**Location identification items:**
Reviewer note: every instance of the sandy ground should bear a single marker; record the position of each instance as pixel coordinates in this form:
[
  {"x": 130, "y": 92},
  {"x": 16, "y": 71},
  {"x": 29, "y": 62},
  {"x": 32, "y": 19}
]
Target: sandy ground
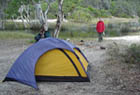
[{"x": 106, "y": 78}]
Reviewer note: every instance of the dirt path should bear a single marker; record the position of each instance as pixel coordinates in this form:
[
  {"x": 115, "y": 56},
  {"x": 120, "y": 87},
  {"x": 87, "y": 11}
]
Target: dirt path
[{"x": 106, "y": 79}]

**SET TASK:** Could you repeat the data above in full, adding 139 to each x and y coordinate in the answers while keeping the sample coordinates in the format templates unchanged? Leave the pictures out.

**EXERCISE ANSWER:**
Reviewer note: every instance of the sandy ground should bear a single marker; record the position of each instance as pixel coordinates in this form:
[
  {"x": 130, "y": 92},
  {"x": 16, "y": 71},
  {"x": 29, "y": 62},
  {"x": 32, "y": 19}
]
Target: sandy ground
[{"x": 245, "y": 217}]
Reviewer note: every instance of the dirt path should bear a single marker; record the position of each instance as pixel coordinates in this form:
[
  {"x": 115, "y": 56},
  {"x": 120, "y": 87},
  {"x": 87, "y": 11}
]
Target: dirt path
[{"x": 245, "y": 218}]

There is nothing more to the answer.